_Provided passage_:
+ + +
To be honest, job growth is one of the most lagging of all lagging indicators. If you look at leading indicators, they all have improved significantly. Leading indicators include consumer confidence, the ISM manufacturing report, business inventory growth and the stock market.

Markets in particular are a very easy to appreciate as a leading indicator. If you look at how the market topped in 2007 and began a subtle decline in 2008, finally crapping out bigtime in late 2008 and then bottoming in March of 2009, you can see the decline and improvement.

Since the March lows, the S&P has climbed some 65% since then to today's close of around 1100 (up from 667 at its low).

Job cuts were the last thing business did, and as such they will be the last thing to recover.

If you have held off on buying stocks, you missed one of the greatest buying opportunities in the last 25 years. Purchasing very plain funds, like the Vanguard Total World Market fund,would have grown some 40% in 2009.

Returns like that aren't just rare. They are almost unheard of. Since many people are still very leery of the market, as illustrated by the amount of money pouring into high grade corporate and government bond funds, those people will miss out on a lot of gains that will manifest as the market improves.

If you investing horizon is 10 or more years, you are passing up a tremendous opportunity to generate great growth.

Since risk = reward, you make the most money at times of greatest fear (such as March 2009) when everyone was predicting the end of the financial world.

Unless you have a crystal ball, there's no utility in trying to forecast the market. Nobody can do it consistently, and that includes hedge funds, actively managed mutual funds, or people like Jim Cramer and the blatherheads on CNBC.

My advice is to pick an asset allocation you feel comfortable with and continue to contribute in times of good and bad. When your allocation drifts from what you want, reblance (at least once per year). In doing so, you will force yourself to buy low and sell high.

A properly targeted asset allocation, even one that is 60/40 stocks and bonds, can generate at least 8% return annualized. It has done so even going back 80 years.

So don't fret and choose low costs index funds that don't try to outguess the market. It is a zero sum game.
+ + +
_Problems to work on_:
A – Sum up the market commentary in two sentences.
B – In the market commentary, how much would the Vanguard Total World Market fund have grown in 2009?
C – Write out the market commentary again, everything from "If you have" down to "the market improves.", and use "wary" in place of "leery".
The material that comes next has nothing to do with the market commentary.

_Given data_:
+ + +
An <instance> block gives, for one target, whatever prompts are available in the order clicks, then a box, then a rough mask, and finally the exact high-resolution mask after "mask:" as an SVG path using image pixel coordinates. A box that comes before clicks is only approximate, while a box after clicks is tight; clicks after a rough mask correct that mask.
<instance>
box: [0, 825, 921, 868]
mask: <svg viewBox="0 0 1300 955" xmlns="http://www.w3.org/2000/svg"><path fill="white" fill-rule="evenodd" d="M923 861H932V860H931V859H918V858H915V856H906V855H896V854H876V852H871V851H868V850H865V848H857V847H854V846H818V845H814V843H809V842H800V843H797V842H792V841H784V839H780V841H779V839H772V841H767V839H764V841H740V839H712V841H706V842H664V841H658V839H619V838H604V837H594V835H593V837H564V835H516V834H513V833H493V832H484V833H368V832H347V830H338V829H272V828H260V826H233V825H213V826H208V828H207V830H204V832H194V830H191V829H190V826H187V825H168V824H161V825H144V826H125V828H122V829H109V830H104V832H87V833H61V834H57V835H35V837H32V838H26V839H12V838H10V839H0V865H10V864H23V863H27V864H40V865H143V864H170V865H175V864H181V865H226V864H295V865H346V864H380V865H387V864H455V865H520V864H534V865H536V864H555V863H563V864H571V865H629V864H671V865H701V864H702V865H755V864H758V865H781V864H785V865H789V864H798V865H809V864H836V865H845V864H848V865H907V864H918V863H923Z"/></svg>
+ + +
_Answers for the tasks_:
A – Job growth lags behind the leading indicators, which have all improved a lot, and the S&P has climbed some 65% since its March 2009 low. The advice is to pick a comfortable asset allocation, keep contributing in good and bad times, rebalance at least once a year, and choose low-cost index funds instead of trying to forecast the market.

B – Some 40%.

C –
If you have held off on buying stocks, you missed one of the greatest buying opportunities in the last 25 years. Purchasing very plain funds, like the Vanguard Total World Market fund,would have grown some 40% in 2009.

Returns like that aren't just rare. They are almost unheard of. Since many people are still very wary of the market, as illustrated by the amount of money pouring into high grade corporate and government bond funds, those people will miss out on a lot of gains that will manifest as the market improves.